* PROBLEM TO WORK ON: Transcribe the records exactly from the line with "Every instance of the man's nose" to the end, both included.

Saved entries
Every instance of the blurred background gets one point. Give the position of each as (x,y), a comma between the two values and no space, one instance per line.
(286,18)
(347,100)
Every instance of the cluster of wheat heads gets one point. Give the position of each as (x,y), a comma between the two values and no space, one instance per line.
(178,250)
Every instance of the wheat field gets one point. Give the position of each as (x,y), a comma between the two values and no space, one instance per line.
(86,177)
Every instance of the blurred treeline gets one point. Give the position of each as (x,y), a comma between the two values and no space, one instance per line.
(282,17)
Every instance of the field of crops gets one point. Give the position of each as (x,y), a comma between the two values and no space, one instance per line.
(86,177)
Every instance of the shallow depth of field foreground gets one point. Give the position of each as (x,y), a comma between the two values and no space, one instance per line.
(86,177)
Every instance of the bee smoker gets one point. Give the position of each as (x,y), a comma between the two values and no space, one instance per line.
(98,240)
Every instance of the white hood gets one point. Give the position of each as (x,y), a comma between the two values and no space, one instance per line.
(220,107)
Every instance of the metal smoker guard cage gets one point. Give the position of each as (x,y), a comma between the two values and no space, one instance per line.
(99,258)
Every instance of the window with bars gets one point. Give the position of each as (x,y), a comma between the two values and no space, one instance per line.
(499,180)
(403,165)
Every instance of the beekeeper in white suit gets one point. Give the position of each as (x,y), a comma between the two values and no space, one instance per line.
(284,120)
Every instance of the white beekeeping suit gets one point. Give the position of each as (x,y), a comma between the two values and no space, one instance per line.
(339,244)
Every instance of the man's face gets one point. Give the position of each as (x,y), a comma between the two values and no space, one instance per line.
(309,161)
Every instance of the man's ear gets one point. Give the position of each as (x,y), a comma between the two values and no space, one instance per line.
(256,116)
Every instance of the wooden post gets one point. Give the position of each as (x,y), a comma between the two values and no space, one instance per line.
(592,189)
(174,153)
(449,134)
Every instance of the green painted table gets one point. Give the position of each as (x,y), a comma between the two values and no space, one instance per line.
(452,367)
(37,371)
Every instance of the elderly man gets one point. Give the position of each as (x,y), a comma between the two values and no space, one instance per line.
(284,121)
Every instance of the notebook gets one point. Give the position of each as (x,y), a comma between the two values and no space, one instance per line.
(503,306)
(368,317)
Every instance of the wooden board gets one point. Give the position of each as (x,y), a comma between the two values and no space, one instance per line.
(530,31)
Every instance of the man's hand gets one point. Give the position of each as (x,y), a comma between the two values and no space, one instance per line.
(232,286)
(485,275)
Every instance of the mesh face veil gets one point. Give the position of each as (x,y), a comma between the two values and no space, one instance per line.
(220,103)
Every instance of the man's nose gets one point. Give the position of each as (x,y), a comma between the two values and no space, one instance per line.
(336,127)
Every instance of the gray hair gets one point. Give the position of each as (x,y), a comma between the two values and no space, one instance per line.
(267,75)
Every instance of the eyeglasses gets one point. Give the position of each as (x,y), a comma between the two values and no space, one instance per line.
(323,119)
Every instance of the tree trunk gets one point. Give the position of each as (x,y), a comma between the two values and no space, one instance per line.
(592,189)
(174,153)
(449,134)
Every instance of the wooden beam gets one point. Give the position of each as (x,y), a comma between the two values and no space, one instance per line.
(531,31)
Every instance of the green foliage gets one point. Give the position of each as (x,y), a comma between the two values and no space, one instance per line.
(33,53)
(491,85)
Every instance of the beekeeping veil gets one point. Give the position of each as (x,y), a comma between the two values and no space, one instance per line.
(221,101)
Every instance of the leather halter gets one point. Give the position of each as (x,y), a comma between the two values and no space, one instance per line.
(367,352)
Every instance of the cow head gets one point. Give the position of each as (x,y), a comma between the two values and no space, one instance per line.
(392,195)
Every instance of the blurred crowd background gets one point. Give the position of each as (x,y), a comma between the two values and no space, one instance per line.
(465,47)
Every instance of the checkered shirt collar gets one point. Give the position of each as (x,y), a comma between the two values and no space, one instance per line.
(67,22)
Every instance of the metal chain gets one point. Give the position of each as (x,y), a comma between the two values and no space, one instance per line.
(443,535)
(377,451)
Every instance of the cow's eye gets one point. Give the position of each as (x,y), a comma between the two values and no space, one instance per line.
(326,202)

* CORRECT ANSWER:
Every instance of the man's nose gets one point. Give the position of each as (x,y), a comma between the two values and no space, one instance per line.
(336,127)
Every instance of the gray hair gets one point. Give the position of each as (x,y), a comma between the two values and no space, one instance per line.
(267,75)
Every instance of the eyeglasses gets one point. Give the position of each as (x,y), a comma between the two values and no space, one instance per line.
(323,119)
Every instance of the tree trunk gets one point. Give the position of each as (x,y), a comma between the two values and no space, one instance per line.
(592,189)
(174,153)
(449,134)
Every instance of the wooden beam gets one point. Give the position of each as (x,y), a comma between the two values and no space, one instance per line.
(531,31)
Every instance of the green foliage gets one point. Give the position of each as (x,y), a comma between the two values and no space, one instance per line.
(33,53)
(491,85)
Every instance of the beekeeping veil gets one point. Give the position of each as (x,y), a comma between the two values and no space, one instance per line.
(221,101)
Every instance of the leather halter gets one point. Give the position of each as (x,y), a comma between the two values and no space, one instance per line.
(367,352)
Every instance of the cow head gets one point. Give the position of each as (x,y), a comma between the two values and no space, one instance per line.
(392,195)
Every instance of the blurred crowd background gets one point. Give the position of each as (x,y), a comma between the two values and no space, one instance per line.
(465,47)
Every instance of the checkered shirt collar gets one point. Give the position of each as (x,y), a comma between the two values and no space, one instance per line.
(67,22)
Every instance of the metal chain gets one point. Give the position of each as (x,y), a comma between the two values and no space, one instance per line.
(443,535)
(377,451)
Every instance of the cow's eye gets one point. Give the position of each as (x,y), a comma between the two values and no space, one instance per line.
(326,202)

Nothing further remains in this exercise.